> [Work instruction] Reproduce the passage from the text about Freon-40 in space, from "Exoplanet research has" up to and including "a tricky process.".
*** Text Section Begins ***
Freon-40 in space an indicator of extraterrestrial life?

Using data captured by the Atacama Large Millimeter/submillimeter Array (ALMA) ALMA in Chile and the ROSINA instrument on ESA’s Rosetta mission, an international team of astronomers including scientists from Harvard University, the University of Cologne, the University of Copenhagen in Denmark, and others, has found faint traces of the chemical compound Freon-40 (CH3Cl), an organohalogen, around both an infant star and a comet in our solar system. This is the first detection ever of a saturated organohalogen in interstellar space. This result has now been published in the journal Nature Astronomy.

Freon-40 is formed by organic processes on Earth, so it has been considered as a marker of extraterrestrial life. But since this is the first ever detection of a saturated organohalogen in interstellar space, it may not be as good marker of life as had been hoped. This discovery of Freon-40 in places that must predate the origin of life can thus be seen as a disappointment. However, organohalogens may be significant components of the material from which planets form. This result underscores the challenge of finding molecules that could indicate the presence of life beyond Earth.

Exoplanet research has gone beyond the point of finding planets – more than 3,000 exoplanets are now known – to looking for chemical markers that might indicate the potential presence of life. A vital step is determining which molecules could indicate life, but establishing reliable markers remains a tricky process.
*** Text Section Ends ***
*** Provided records Section Begins ***
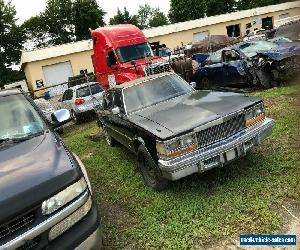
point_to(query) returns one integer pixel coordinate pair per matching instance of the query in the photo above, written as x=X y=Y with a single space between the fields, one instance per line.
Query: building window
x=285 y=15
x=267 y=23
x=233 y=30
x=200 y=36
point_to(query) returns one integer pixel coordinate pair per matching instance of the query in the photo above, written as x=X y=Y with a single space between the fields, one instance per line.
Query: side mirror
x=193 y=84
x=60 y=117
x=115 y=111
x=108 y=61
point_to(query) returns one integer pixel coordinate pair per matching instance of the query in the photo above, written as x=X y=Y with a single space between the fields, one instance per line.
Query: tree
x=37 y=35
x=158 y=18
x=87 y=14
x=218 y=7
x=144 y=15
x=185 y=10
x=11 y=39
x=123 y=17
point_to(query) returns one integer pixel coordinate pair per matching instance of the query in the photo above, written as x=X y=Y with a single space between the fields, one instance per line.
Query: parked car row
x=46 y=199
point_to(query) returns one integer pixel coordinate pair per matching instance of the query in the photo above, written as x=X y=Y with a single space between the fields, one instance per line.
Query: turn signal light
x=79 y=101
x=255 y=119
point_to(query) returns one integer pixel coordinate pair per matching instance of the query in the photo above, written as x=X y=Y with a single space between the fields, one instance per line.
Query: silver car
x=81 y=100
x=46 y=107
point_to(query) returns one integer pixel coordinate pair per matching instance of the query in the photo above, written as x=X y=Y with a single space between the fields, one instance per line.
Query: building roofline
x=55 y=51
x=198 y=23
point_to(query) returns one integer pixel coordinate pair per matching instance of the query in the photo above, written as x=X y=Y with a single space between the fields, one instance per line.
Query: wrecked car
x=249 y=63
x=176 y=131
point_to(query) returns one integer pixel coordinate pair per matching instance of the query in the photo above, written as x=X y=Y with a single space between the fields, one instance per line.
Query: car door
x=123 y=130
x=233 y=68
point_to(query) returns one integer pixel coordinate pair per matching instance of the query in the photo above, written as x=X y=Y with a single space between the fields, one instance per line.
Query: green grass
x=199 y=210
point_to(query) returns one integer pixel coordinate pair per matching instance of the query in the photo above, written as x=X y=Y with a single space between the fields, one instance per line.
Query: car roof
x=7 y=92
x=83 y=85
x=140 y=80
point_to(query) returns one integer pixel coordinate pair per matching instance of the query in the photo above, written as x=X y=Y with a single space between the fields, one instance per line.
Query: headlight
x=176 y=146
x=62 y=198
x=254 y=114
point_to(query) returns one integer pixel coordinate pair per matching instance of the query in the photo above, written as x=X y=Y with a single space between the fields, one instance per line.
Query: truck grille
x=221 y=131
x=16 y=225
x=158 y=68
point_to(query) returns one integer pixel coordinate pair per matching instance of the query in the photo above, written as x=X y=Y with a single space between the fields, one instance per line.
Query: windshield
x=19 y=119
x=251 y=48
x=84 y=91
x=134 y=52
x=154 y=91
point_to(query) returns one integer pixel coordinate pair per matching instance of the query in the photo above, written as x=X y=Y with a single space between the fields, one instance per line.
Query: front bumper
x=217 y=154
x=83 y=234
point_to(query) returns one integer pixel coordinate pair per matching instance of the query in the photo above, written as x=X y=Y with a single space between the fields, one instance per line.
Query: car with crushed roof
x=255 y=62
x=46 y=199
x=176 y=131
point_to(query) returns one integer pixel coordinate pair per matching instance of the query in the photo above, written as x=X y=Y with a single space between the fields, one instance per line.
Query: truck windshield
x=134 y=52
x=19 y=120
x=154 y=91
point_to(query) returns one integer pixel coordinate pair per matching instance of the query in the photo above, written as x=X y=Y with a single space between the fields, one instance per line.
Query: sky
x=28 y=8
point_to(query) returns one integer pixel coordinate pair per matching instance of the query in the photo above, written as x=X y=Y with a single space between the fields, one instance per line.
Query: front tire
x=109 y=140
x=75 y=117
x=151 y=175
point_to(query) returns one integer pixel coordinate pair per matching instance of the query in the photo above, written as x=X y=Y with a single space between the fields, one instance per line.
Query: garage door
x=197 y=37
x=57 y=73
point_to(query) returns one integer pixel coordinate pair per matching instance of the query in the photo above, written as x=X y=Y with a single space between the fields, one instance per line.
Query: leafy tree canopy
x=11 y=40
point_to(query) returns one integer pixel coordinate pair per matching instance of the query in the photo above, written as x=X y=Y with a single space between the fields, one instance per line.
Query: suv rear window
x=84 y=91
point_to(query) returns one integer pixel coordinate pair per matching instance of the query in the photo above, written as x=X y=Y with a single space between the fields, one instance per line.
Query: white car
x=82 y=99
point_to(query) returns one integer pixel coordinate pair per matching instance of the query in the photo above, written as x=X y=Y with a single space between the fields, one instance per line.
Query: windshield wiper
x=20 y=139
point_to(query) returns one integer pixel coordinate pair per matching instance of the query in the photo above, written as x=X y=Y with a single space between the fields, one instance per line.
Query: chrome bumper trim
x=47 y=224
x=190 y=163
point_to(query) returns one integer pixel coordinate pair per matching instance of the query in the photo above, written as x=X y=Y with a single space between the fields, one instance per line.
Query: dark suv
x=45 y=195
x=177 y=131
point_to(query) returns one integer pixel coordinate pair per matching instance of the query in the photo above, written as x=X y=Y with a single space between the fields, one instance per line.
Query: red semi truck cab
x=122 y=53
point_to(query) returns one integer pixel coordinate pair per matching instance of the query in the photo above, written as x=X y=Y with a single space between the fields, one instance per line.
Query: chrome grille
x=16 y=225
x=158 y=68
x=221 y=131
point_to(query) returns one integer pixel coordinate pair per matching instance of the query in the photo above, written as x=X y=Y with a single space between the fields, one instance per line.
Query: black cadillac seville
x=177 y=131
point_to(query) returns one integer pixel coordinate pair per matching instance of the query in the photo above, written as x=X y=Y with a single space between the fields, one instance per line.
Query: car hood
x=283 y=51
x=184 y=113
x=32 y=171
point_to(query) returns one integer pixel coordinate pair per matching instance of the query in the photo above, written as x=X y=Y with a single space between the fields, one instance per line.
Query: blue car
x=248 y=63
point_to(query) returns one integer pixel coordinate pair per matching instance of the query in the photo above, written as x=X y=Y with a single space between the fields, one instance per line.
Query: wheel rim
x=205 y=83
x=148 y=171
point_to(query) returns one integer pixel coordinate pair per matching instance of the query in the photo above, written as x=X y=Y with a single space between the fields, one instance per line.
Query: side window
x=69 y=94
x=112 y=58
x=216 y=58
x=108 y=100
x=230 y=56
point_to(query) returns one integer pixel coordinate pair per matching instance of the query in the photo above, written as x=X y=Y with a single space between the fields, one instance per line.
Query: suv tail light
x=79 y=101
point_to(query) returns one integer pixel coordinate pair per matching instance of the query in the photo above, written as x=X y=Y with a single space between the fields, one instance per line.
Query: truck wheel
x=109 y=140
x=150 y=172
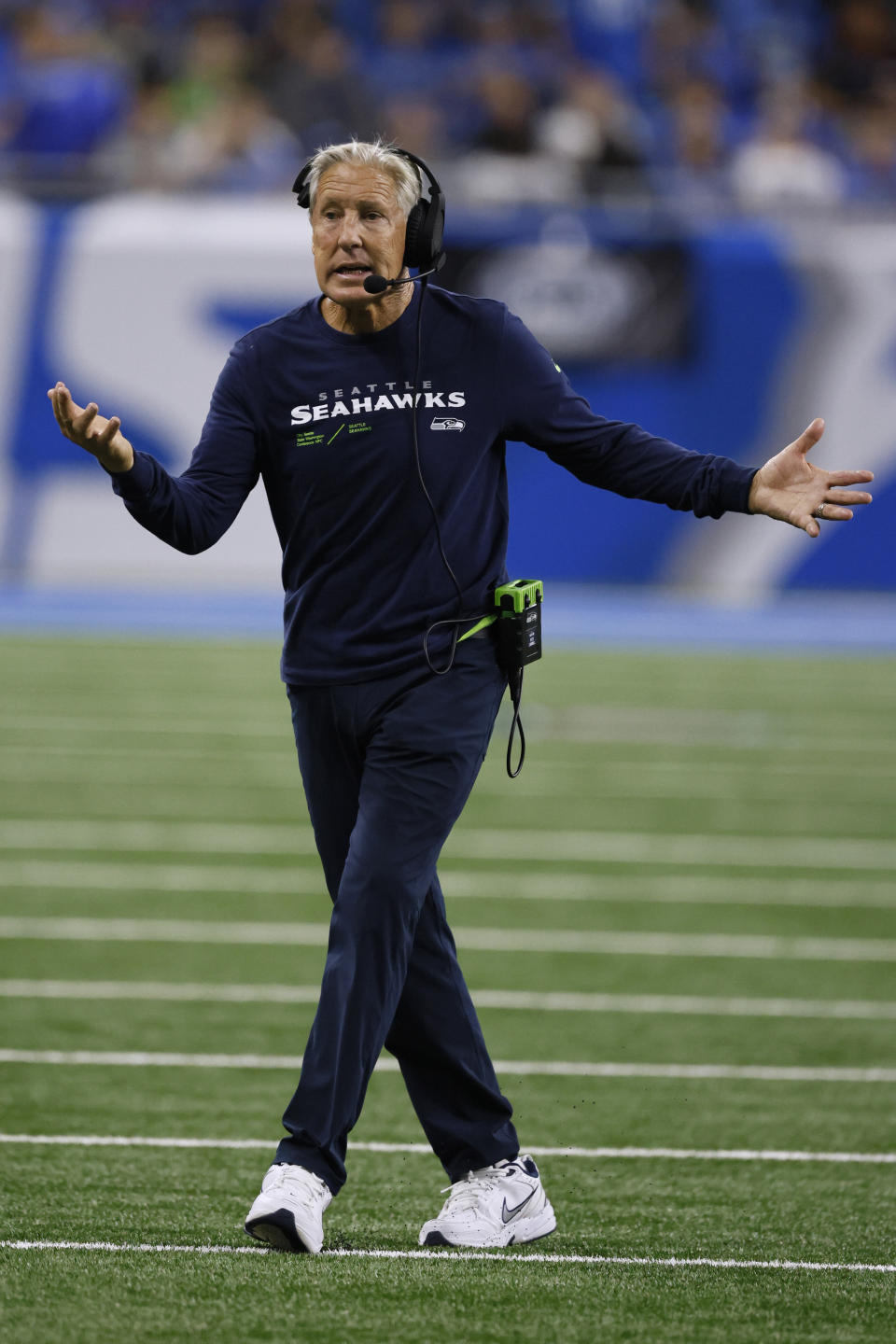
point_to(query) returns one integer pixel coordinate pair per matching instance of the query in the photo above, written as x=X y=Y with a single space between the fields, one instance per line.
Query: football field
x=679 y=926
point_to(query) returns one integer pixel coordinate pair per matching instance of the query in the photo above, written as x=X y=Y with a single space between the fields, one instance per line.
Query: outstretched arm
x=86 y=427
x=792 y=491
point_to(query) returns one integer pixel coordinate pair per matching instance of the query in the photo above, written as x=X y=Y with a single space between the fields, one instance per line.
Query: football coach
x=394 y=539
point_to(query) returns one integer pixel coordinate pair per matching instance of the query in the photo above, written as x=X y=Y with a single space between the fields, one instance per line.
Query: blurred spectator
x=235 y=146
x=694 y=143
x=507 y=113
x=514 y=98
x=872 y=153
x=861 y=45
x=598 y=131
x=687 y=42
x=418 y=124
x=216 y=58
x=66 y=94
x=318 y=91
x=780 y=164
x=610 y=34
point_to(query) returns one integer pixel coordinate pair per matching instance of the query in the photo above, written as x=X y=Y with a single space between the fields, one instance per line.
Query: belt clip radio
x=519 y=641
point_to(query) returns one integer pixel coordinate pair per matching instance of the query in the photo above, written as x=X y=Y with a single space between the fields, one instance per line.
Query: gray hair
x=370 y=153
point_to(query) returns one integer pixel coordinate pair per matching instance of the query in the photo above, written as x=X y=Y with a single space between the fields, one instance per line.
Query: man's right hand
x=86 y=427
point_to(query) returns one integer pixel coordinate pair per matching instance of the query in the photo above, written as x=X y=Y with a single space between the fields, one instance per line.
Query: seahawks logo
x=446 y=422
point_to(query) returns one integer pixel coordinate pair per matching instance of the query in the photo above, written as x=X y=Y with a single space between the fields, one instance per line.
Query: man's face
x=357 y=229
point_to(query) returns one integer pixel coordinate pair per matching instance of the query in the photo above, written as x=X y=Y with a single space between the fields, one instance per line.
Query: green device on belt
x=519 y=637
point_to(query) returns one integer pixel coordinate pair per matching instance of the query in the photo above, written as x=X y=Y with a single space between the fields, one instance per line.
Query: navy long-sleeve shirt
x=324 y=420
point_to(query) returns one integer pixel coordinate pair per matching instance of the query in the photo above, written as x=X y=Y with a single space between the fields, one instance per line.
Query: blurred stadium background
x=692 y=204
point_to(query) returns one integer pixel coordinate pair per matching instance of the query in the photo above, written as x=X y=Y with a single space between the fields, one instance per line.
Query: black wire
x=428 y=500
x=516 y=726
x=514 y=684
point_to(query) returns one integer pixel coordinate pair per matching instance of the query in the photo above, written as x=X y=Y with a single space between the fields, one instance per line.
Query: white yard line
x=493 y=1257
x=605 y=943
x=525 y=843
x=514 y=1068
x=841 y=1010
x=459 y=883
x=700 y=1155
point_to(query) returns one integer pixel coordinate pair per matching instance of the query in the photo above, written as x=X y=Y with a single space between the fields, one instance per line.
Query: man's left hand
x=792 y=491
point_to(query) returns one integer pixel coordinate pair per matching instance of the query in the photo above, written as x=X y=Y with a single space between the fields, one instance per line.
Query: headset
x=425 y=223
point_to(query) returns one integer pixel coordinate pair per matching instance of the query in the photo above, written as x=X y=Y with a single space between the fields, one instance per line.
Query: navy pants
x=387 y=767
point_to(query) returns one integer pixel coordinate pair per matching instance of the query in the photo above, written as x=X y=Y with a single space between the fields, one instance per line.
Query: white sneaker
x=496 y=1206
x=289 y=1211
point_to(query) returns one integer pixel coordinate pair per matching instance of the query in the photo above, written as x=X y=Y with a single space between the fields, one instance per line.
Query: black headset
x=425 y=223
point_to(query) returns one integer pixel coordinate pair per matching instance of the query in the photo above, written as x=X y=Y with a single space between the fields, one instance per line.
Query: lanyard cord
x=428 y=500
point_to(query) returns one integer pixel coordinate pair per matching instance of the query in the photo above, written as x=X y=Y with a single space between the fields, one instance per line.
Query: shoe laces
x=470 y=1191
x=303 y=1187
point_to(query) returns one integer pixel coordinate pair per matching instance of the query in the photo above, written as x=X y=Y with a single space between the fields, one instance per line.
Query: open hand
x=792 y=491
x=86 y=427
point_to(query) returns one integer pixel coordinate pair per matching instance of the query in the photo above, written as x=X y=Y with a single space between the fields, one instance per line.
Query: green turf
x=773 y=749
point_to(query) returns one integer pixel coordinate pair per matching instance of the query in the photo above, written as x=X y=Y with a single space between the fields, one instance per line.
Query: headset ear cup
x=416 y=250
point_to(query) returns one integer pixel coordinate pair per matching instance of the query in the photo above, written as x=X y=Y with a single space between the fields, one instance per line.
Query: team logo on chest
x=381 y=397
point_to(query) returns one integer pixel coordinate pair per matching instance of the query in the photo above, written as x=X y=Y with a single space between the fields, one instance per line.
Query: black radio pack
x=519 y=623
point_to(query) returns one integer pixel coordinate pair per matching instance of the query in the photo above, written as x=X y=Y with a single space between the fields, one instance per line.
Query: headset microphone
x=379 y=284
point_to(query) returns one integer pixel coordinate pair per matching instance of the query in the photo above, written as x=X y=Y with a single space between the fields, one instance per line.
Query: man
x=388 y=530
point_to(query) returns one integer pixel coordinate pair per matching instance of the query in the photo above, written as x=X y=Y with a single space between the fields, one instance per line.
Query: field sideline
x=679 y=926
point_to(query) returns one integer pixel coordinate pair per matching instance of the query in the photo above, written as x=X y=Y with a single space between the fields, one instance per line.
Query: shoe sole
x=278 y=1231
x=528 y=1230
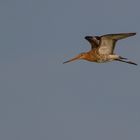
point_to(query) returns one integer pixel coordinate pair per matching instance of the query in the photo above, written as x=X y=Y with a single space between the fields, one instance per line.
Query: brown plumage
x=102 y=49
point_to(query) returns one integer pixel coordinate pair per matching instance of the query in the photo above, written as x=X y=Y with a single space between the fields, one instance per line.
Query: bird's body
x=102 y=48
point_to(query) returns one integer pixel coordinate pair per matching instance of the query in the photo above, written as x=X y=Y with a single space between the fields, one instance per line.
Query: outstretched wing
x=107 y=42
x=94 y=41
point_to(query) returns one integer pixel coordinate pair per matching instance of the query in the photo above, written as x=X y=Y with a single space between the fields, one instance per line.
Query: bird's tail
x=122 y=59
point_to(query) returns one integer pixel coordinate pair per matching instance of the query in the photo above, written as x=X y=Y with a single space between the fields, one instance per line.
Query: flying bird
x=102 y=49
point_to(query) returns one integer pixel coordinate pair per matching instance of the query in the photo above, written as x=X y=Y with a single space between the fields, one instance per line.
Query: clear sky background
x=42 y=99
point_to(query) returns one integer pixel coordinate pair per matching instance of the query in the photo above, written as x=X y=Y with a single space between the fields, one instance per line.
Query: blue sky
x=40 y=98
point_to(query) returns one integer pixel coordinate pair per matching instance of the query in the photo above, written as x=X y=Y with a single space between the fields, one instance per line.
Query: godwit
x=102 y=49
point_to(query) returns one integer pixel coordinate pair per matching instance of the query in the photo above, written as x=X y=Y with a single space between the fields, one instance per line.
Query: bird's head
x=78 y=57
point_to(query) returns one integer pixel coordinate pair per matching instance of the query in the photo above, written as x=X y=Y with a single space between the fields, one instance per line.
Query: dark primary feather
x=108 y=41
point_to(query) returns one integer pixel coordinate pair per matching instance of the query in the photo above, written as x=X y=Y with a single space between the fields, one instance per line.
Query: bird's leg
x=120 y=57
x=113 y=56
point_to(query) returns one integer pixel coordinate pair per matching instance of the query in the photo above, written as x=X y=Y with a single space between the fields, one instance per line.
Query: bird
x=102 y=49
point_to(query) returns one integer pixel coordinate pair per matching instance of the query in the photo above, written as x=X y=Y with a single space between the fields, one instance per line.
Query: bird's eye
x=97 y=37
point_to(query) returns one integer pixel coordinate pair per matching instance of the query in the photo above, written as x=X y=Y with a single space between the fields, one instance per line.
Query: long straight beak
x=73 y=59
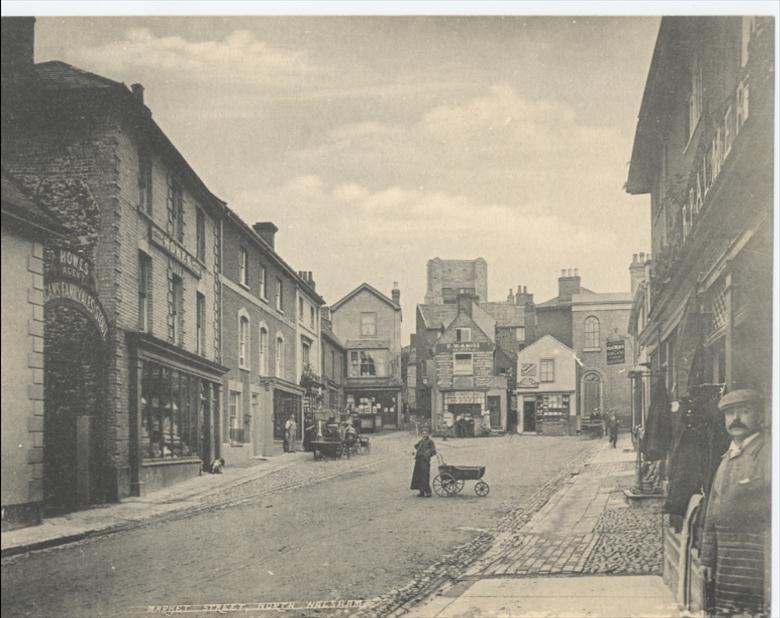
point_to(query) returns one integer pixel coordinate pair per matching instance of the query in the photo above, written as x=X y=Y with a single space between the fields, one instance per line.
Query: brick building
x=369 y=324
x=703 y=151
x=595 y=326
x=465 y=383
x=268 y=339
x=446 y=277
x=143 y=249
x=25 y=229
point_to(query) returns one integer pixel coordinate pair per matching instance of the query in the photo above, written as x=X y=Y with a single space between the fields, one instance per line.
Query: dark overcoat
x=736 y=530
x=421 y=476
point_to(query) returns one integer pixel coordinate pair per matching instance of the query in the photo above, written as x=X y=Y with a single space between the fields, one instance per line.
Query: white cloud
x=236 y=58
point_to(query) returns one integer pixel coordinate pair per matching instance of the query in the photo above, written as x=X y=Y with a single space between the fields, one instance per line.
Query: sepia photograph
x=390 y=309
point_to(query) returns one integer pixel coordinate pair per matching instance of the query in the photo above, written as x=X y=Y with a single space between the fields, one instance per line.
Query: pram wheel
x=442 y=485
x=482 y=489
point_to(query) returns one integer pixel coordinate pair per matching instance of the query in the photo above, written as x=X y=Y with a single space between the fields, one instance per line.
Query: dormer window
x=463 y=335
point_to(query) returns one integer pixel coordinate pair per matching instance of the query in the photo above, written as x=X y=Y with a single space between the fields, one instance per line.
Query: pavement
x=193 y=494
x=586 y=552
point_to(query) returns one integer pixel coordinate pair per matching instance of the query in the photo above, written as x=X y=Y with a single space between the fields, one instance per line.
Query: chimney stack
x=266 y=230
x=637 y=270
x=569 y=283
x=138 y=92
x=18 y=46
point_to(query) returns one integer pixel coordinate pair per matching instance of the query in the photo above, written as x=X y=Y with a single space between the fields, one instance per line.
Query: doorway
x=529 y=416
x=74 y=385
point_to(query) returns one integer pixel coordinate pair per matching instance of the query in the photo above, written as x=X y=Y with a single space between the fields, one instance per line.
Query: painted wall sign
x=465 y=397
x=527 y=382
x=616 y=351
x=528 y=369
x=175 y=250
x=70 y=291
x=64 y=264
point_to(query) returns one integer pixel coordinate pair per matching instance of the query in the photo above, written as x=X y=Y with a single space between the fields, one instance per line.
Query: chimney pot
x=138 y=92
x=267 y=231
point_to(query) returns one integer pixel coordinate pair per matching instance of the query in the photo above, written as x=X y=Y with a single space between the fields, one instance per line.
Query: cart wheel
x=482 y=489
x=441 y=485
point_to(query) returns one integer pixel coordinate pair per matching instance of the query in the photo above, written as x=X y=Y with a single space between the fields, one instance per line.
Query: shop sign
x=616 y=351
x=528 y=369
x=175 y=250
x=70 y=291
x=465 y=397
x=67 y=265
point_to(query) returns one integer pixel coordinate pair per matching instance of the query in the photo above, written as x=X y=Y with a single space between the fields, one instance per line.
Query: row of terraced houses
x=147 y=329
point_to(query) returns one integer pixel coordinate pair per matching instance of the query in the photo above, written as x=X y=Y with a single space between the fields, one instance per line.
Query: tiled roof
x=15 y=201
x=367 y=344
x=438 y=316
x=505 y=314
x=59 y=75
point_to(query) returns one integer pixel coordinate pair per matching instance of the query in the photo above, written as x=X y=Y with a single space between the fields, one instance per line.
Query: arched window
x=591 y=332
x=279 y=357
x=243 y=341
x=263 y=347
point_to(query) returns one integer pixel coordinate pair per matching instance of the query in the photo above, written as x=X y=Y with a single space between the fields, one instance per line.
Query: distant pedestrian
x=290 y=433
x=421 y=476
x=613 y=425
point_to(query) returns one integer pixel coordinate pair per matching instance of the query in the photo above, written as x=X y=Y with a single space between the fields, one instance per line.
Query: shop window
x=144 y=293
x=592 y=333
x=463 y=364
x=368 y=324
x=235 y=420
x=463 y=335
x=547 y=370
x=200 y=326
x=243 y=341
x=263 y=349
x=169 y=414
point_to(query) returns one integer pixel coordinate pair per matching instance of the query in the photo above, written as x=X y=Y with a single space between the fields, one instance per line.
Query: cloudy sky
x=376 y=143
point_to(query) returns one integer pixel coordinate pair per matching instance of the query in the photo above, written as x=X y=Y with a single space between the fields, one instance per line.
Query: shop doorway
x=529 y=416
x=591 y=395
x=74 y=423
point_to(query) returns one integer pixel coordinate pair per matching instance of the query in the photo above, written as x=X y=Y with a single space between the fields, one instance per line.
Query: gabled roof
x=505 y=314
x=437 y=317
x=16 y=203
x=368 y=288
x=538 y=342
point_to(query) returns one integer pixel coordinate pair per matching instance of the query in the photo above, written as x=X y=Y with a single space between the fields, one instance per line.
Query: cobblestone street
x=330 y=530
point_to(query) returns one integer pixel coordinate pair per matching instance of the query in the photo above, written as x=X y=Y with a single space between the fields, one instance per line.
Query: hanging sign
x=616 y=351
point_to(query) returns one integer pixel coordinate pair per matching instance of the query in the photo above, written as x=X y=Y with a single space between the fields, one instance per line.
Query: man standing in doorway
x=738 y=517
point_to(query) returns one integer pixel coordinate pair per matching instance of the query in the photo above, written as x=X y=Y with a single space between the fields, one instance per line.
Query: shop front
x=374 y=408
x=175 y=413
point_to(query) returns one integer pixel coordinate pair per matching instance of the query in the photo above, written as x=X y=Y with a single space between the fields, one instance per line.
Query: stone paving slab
*** Provided records Section Ends ***
> [Answer for this exercise]
Exoplanet research has gone beyond the point of finding planets – more than 3,000 exoplanets are now known – to looking for chemical markers that might indicate the potential presence of life. A vital step is determining which molecules could indicate life, but establishing reliable markers remains a tricky process.